Problem
In the patent claims below, rewrite the paragraph beginning "4. The voice interactive device" as a short list that keeps its main facts.

Provided text
##########

2. The voice interactive device according to claim 1, wherein the semantic analyzing module is configured to analyze the speaking sentence to obtain a keyword, and the speaker classification determining module is configured to determine that the speaker belongs to the one of the speaker classification types according to the keyword and the tone.
3. The voice interactive device according to claim 2, wherein the response sentence comprises the keyword.
4. The voice interactive device according to claim 1, wherein the tone analyzing module is configured to analyze an emotion of the speaker according to the tone, and the speaker classification determining module is configured to determine that the speaker belongs to the one of the speaker classification types according to the semantic meaning and the emotion.
5. The voice interactive device according to claim 1, wherein each of the speaker classifications is a profile of consumer style.
6. The voice interactive device according to claim 5, wherein a shopping list is stored in the dialogue sentence database, and the dialogue sentence generating module is further configured to generate the response sentence according to the shopping list.
7. The voice interactive device according to claim 1, wherein each of the speaker classification types is a mental state of caregiver.

##########

Data drawn from a collection:
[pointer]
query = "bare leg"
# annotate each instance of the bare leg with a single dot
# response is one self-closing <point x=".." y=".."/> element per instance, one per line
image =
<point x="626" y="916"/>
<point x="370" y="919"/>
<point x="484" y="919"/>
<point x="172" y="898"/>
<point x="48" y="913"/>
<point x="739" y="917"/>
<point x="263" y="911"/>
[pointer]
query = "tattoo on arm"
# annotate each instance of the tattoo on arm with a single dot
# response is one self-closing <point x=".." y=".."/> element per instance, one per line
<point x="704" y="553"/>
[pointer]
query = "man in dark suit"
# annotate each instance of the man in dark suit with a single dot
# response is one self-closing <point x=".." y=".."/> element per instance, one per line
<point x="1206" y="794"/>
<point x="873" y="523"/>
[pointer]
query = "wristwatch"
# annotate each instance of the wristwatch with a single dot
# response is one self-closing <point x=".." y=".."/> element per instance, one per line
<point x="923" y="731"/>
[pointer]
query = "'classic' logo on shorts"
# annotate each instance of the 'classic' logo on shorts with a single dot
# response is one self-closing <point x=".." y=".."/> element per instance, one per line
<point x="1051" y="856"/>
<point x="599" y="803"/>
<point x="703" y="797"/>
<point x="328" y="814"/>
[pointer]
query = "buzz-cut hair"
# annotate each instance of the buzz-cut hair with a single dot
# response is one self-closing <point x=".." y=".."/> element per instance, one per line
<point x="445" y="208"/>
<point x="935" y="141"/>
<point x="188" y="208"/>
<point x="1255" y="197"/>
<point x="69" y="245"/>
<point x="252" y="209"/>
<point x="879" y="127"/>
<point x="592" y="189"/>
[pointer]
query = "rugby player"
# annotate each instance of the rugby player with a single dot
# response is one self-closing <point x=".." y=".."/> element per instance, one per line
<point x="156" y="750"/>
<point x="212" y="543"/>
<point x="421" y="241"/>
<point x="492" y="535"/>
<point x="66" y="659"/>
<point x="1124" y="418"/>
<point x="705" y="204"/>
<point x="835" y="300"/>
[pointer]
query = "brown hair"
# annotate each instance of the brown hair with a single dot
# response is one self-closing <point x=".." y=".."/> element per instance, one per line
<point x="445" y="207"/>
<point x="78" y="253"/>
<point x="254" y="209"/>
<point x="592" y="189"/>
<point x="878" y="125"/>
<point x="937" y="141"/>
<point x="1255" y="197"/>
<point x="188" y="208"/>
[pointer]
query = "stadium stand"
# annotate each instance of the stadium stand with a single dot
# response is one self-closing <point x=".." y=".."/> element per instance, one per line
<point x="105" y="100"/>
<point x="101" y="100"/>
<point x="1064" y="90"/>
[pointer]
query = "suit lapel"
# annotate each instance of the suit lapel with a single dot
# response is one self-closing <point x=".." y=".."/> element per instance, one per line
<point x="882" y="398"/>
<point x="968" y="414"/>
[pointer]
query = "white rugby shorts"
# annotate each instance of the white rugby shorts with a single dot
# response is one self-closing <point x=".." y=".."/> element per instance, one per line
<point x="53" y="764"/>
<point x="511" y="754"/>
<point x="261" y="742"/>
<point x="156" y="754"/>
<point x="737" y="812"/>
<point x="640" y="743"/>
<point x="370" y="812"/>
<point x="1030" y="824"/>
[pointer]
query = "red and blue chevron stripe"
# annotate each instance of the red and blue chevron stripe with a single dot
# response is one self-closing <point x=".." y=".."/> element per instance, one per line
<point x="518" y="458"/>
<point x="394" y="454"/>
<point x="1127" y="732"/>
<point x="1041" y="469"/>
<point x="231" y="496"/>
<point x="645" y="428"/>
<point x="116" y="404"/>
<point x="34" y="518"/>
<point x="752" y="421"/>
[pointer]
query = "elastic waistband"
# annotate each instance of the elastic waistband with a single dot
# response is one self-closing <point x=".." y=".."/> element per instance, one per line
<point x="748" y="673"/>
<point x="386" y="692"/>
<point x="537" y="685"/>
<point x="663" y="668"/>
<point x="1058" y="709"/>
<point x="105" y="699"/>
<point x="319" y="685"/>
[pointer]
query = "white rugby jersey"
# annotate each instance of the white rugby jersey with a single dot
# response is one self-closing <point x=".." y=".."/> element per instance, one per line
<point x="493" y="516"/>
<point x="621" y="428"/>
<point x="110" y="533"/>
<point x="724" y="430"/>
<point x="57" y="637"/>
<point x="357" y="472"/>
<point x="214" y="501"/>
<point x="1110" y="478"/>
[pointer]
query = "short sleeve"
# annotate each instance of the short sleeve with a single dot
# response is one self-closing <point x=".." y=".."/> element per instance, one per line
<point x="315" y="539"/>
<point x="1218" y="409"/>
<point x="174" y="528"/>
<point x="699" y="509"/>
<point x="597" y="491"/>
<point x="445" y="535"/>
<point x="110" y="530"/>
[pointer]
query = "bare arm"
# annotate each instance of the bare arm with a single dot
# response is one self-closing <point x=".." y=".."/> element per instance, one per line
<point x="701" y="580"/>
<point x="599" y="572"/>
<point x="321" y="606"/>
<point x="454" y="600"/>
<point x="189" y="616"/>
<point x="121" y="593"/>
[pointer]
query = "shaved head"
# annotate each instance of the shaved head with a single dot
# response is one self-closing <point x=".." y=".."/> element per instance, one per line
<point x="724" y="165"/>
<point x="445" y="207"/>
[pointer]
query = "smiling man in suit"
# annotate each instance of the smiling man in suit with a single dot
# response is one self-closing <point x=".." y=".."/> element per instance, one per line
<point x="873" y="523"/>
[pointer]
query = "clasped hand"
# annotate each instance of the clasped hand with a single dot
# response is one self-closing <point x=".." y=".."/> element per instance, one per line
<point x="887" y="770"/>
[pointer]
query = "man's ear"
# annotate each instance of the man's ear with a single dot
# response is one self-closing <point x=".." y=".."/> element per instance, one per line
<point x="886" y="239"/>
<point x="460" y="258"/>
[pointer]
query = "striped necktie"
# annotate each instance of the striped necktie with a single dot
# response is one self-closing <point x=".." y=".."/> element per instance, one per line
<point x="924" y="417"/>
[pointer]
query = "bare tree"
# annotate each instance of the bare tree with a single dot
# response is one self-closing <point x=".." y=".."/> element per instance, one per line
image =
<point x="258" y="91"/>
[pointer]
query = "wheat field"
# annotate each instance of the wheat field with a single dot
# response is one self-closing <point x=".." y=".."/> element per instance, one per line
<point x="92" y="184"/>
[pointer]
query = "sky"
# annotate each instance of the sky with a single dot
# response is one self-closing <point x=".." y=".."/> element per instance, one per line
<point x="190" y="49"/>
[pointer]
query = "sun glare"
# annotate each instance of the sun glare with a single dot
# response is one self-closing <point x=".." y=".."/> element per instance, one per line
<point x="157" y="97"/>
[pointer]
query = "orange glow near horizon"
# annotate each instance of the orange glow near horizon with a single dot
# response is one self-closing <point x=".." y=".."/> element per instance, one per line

##########

Exercise answer
- Claim 4 depends on claim 1 and concerns the voice interactive device.
- The tone analyzing module analyzes the speaker's emotion from the tone.
- The speaker classification determining module assigns the speaker to one of the speaker classification types based on the semantic meaning and the emotion.